Annotated photo localization data
-.-.-

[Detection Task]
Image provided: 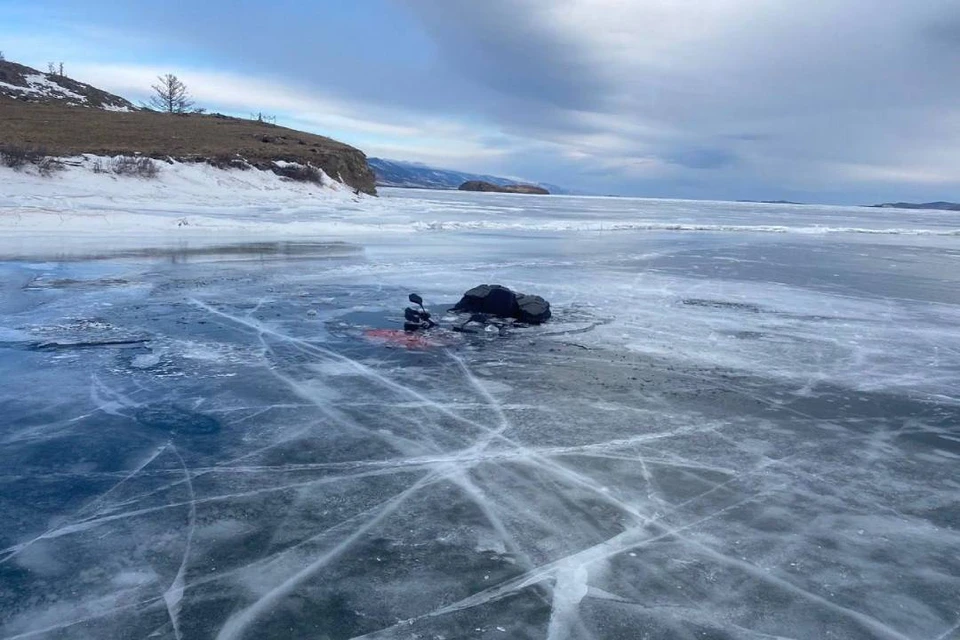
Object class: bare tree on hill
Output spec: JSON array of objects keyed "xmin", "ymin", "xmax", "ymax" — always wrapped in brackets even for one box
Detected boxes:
[{"xmin": 148, "ymin": 74, "xmax": 195, "ymax": 113}]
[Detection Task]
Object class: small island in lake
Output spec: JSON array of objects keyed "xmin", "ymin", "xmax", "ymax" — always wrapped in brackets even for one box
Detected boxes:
[{"xmin": 458, "ymin": 180, "xmax": 549, "ymax": 195}]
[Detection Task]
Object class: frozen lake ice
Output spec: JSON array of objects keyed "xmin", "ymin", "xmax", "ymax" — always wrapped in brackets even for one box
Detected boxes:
[{"xmin": 1, "ymin": 188, "xmax": 959, "ymax": 639}]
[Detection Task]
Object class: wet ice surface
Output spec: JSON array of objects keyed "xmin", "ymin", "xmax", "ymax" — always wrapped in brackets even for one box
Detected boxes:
[{"xmin": 2, "ymin": 193, "xmax": 960, "ymax": 639}]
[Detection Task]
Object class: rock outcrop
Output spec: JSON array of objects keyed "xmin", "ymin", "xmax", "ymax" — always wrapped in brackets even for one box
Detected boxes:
[{"xmin": 452, "ymin": 284, "xmax": 552, "ymax": 324}]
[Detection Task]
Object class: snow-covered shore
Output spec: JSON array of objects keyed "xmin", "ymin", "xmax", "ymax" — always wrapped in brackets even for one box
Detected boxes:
[
  {"xmin": 5, "ymin": 158, "xmax": 960, "ymax": 261},
  {"xmin": 0, "ymin": 156, "xmax": 395, "ymax": 254}
]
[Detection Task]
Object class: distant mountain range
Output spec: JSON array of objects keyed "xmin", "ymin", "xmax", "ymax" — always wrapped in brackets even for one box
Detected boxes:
[
  {"xmin": 868, "ymin": 201, "xmax": 960, "ymax": 212},
  {"xmin": 368, "ymin": 157, "xmax": 578, "ymax": 195},
  {"xmin": 736, "ymin": 199, "xmax": 804, "ymax": 205}
]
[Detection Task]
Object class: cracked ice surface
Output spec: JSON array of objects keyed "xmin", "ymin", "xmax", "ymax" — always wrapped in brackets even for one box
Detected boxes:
[{"xmin": 1, "ymin": 190, "xmax": 959, "ymax": 639}]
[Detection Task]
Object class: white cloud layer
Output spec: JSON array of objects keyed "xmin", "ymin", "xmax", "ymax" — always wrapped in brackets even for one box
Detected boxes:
[{"xmin": 65, "ymin": 62, "xmax": 521, "ymax": 171}]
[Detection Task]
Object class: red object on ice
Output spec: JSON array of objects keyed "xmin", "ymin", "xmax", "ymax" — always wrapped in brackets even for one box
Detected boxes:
[{"xmin": 363, "ymin": 328, "xmax": 446, "ymax": 349}]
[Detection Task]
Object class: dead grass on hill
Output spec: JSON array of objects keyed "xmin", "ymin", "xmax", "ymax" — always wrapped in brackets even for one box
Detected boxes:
[
  {"xmin": 0, "ymin": 98, "xmax": 377, "ymax": 193},
  {"xmin": 0, "ymin": 144, "xmax": 42, "ymax": 169},
  {"xmin": 109, "ymin": 155, "xmax": 160, "ymax": 178},
  {"xmin": 0, "ymin": 144, "xmax": 65, "ymax": 176}
]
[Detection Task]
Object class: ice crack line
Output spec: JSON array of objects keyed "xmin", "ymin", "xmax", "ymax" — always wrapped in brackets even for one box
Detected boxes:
[
  {"xmin": 190, "ymin": 298, "xmax": 914, "ymax": 640},
  {"xmin": 0, "ymin": 443, "xmax": 169, "ymax": 565},
  {"xmin": 213, "ymin": 470, "xmax": 444, "ymax": 640},
  {"xmin": 163, "ymin": 444, "xmax": 195, "ymax": 640}
]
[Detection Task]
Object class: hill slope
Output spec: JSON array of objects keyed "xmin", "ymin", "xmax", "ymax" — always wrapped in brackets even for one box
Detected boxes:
[
  {"xmin": 0, "ymin": 60, "xmax": 376, "ymax": 194},
  {"xmin": 369, "ymin": 157, "xmax": 573, "ymax": 194},
  {"xmin": 0, "ymin": 60, "xmax": 135, "ymax": 111}
]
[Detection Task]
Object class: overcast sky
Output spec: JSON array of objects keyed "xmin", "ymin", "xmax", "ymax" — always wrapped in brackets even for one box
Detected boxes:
[{"xmin": 2, "ymin": 0, "xmax": 958, "ymax": 202}]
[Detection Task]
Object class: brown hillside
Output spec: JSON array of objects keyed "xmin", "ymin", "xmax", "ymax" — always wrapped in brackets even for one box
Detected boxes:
[{"xmin": 0, "ymin": 98, "xmax": 377, "ymax": 194}]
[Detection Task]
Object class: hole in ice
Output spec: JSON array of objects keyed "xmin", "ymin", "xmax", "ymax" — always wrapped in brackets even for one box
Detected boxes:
[
  {"xmin": 23, "ymin": 277, "xmax": 131, "ymax": 291},
  {"xmin": 134, "ymin": 404, "xmax": 221, "ymax": 435},
  {"xmin": 728, "ymin": 330, "xmax": 765, "ymax": 340},
  {"xmin": 681, "ymin": 298, "xmax": 763, "ymax": 313},
  {"xmin": 333, "ymin": 309, "xmax": 398, "ymax": 330},
  {"xmin": 130, "ymin": 351, "xmax": 162, "ymax": 369}
]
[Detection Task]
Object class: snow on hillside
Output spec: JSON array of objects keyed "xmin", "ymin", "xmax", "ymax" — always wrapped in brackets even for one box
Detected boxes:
[
  {"xmin": 0, "ymin": 73, "xmax": 86, "ymax": 102},
  {"xmin": 0, "ymin": 60, "xmax": 136, "ymax": 111}
]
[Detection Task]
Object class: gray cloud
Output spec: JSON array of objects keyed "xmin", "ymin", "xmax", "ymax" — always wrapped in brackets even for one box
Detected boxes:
[
  {"xmin": 925, "ymin": 6, "xmax": 960, "ymax": 47},
  {"xmin": 666, "ymin": 148, "xmax": 739, "ymax": 171},
  {"xmin": 399, "ymin": 0, "xmax": 609, "ymax": 111},
  {"xmin": 397, "ymin": 0, "xmax": 960, "ymax": 201}
]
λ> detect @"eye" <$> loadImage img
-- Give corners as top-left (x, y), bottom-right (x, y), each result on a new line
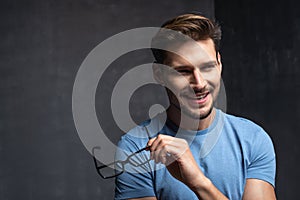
top-left (176, 69), bottom-right (192, 75)
top-left (200, 64), bottom-right (215, 72)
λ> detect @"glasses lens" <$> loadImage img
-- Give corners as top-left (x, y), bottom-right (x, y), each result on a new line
top-left (99, 161), bottom-right (123, 179)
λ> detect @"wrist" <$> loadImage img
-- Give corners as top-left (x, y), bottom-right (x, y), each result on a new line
top-left (189, 173), bottom-right (212, 192)
top-left (191, 177), bottom-right (228, 200)
top-left (191, 176), bottom-right (213, 195)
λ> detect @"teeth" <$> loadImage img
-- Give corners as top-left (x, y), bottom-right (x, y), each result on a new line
top-left (196, 94), bottom-right (206, 99)
top-left (186, 93), bottom-right (208, 100)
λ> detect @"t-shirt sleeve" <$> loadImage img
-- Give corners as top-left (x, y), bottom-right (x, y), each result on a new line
top-left (246, 128), bottom-right (276, 187)
top-left (114, 134), bottom-right (156, 200)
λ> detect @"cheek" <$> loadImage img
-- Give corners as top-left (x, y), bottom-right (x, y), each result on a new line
top-left (164, 76), bottom-right (188, 92)
top-left (202, 69), bottom-right (221, 81)
top-left (210, 78), bottom-right (221, 98)
top-left (205, 70), bottom-right (221, 85)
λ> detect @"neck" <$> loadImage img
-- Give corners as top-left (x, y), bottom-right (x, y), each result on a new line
top-left (166, 106), bottom-right (216, 131)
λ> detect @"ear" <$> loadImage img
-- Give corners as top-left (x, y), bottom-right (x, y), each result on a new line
top-left (217, 52), bottom-right (222, 73)
top-left (152, 62), bottom-right (165, 86)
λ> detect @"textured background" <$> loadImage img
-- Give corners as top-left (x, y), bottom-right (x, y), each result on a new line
top-left (215, 0), bottom-right (300, 199)
top-left (1, 0), bottom-right (298, 199)
top-left (0, 0), bottom-right (213, 199)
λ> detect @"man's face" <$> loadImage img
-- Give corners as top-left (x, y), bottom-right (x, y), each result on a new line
top-left (161, 39), bottom-right (222, 120)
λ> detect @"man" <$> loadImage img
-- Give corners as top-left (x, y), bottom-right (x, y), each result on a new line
top-left (114, 13), bottom-right (276, 200)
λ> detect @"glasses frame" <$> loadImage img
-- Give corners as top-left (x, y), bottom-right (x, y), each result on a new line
top-left (92, 146), bottom-right (150, 179)
top-left (92, 126), bottom-right (152, 179)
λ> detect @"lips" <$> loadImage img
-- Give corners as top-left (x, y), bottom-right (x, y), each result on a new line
top-left (184, 91), bottom-right (210, 105)
top-left (195, 92), bottom-right (209, 100)
top-left (185, 91), bottom-right (209, 100)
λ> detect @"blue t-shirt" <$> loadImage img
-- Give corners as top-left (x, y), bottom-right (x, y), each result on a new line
top-left (114, 109), bottom-right (276, 200)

-.-.-

## INSTRUCTIONS FOR THE TASK
Only lines with the word "surface" are wanted; pull each of them from the records.

## TASK OUTPUT
Object class: wet ice surface
Object class: cracked ice surface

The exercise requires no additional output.